----- Record excerpts -----

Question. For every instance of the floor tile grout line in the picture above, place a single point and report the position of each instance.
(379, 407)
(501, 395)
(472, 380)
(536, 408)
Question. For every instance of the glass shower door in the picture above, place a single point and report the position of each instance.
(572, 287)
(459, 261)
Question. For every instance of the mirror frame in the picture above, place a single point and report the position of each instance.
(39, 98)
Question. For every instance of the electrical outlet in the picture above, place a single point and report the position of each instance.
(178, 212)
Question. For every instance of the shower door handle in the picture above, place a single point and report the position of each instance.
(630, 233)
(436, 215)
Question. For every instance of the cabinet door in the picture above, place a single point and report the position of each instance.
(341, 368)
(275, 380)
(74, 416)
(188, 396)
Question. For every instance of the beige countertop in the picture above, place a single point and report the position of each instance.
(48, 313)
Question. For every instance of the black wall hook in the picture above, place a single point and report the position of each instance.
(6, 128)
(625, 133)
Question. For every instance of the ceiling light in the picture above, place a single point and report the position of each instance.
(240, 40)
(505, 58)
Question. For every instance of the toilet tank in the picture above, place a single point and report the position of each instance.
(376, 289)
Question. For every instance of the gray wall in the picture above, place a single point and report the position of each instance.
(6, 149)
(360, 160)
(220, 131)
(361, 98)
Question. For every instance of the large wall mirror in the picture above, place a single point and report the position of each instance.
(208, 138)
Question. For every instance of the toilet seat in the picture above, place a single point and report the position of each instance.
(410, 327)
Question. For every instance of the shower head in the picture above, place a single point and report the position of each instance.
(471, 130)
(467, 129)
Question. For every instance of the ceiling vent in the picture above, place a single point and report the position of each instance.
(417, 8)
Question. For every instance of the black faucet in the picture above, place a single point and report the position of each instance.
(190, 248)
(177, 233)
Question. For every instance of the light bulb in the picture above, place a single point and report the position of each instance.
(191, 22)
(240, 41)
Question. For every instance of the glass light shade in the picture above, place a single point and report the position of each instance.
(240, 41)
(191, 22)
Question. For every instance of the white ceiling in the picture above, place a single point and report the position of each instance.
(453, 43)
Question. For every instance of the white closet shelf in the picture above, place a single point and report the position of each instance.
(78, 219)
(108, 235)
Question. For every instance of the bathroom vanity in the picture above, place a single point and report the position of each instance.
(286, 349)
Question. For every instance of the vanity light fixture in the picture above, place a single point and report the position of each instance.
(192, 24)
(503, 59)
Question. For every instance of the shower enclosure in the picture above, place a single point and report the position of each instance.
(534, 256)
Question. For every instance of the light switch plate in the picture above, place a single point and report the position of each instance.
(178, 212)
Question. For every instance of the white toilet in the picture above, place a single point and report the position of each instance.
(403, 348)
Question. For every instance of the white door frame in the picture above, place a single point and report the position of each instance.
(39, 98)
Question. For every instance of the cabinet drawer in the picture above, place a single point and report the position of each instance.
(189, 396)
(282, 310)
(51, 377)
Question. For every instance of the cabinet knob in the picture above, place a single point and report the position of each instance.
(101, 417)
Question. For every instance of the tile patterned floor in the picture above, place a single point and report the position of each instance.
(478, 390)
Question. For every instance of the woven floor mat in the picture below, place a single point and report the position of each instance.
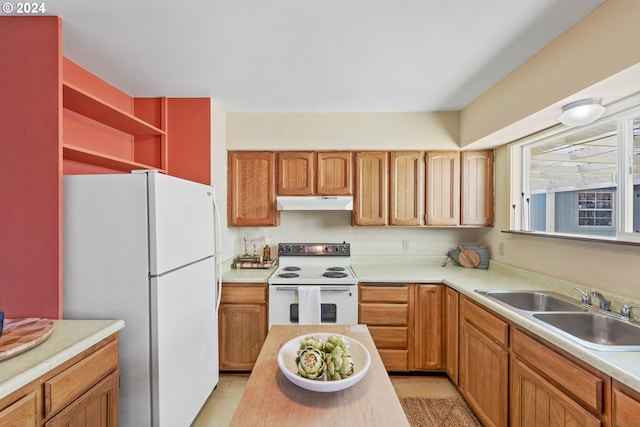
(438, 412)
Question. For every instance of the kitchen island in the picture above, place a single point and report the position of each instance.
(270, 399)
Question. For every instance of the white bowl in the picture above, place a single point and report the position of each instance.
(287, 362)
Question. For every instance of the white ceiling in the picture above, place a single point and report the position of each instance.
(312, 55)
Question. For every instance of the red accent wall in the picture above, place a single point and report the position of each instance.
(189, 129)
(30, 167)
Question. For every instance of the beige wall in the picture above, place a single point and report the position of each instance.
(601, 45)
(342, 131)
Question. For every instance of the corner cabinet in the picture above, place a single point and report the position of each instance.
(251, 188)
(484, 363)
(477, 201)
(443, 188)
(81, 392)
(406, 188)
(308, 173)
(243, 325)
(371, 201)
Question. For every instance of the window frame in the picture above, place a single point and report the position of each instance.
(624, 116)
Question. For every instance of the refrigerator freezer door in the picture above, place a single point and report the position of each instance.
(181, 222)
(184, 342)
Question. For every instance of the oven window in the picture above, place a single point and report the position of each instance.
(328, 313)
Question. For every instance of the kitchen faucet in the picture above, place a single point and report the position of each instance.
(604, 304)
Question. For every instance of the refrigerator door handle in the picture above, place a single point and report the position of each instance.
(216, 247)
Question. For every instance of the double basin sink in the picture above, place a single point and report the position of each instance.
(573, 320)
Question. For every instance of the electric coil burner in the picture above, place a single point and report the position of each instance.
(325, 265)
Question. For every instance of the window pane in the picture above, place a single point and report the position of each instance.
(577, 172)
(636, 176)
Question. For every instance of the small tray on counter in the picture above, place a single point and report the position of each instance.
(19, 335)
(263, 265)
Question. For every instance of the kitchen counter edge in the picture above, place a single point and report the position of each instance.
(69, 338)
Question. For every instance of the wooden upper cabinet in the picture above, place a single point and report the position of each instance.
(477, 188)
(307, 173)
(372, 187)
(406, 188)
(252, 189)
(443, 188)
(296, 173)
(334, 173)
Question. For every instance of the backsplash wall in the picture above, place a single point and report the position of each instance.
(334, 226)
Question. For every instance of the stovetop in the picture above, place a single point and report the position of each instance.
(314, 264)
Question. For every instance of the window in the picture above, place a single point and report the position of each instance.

-----
----- Record excerpts -----

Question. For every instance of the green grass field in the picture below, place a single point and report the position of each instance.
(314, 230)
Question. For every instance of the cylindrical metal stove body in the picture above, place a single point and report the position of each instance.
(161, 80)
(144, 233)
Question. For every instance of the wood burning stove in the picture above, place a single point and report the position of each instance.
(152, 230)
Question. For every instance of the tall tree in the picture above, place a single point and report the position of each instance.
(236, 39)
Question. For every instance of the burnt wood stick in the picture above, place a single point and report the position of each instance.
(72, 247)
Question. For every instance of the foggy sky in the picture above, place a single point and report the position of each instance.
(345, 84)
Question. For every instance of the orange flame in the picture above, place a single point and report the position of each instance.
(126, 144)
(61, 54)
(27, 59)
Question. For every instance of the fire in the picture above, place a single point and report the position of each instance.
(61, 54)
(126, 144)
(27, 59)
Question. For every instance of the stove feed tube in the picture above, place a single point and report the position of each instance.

-----
----- Record excerpts -----

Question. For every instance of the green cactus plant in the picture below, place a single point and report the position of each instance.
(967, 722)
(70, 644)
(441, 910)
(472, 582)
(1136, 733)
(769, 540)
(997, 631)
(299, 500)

-----

→ **Directions**:
Starting with the line that holds "Question. For every instance of the orange" and ending with the line that holds "Question. For every instance of the stove feed", retype every line in the data above exactly, and nothing else.

→ **Written solution**:
Question. For every instance of the orange flame in the picture above, place a single point and report the position of each instance.
(126, 144)
(61, 54)
(27, 59)
Question. For every instance of the fire in the picture above, place a single point and report the position of each instance.
(61, 54)
(126, 144)
(27, 59)
Question. For every instance of the stove feed tube in the picture above, place a single point and report the position of each instance.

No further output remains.